-- Reading text --
Stories with children are tricky, especially ones that have tragic consequences such as this one, in which a 5-year-old boy suffered critical burns after he allegedly tried to kill his grandmother. According to the Post, the boy was angry because his grandmother had punished him, and he exacted revenge by setting her apartment ablaze. She only suffered minor injuries when she tried to rescue the boy.
Both papers cover the story, but in incredibly different ways. The Post relegates the story back to page 12, while the News includes a small strip headline on the front and places it on page 2. The most glaring difference is that the Post withholds the names of both the boy and the grandmother, while the News names both and even includes a picture of the two. This is where the issue gets tricky. Papers tend to not release the names of juvenile offenders, but this situation features a five-year-old who presumably didn’t know any better (or did he?). Despite starting the blaze, he’s a victim of the fire as well, which may be the logic in releasing his name.

-- Information supplied --
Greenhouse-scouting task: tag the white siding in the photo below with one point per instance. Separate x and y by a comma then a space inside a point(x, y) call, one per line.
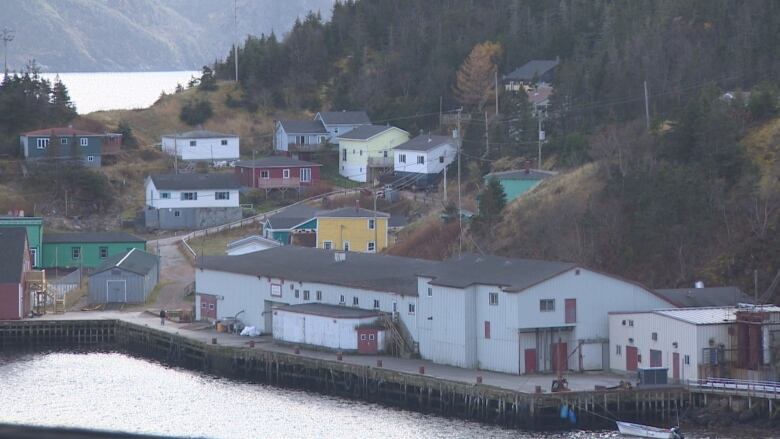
point(209, 148)
point(205, 198)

-- Exercise instructions --
1) Decide whether each statement agrees with the piece on the papers' coverage of the fire, answering yes or no and quoting the deciding words: (a) The Post runs the story on page 12. (b) The grandmother suffered critical burns. (c) The News withholds the names of the boy and the grandmother.
2) List everything the piece on the papers' coverage of the fire says the News does with the story.
3) Write a continuation of the piece on the papers' coverage of the fire, starting after its last sentence.

-- Answers below --
1)
(a) Yes: "The Post relegates the story back to page 12"
(b) No: "She only suffered minor injuries when she tried to rescue the boy."
(c) No: "while the News names both and even includes a picture of the two"

2)
- It includes a small strip headline on the front.
- It places the story on page 2.
- It names both the boy and the grandmother.
- It includes a picture of the two.

3)
The News has the more sensational coverage, with the headline, “‘Gonna kill grandma’: 5-year-old critical after sparking B’klyn fire as act of revenge.” The Post goes with “”Revenge’ boy, 5, hurt in B’klyn fire.” Both papers note the boy has prank-called 911 before claiming his grandmother was dead, the last time being the reason for his punishment. The News paints the child as a bit of a “bad seed,” as they quote a friend of the family who said the boy would frequently threaten to burn the house down if he didn’t get his way.
So, did the News just publish a scoop, or did they perform an ethical breach by naming the boy? It depends on where your own ethical compass lies. Regardless, a 5-year-old boy is clinging to life in the burn unit at New York-Presbyterian Hospital Weill Cornell.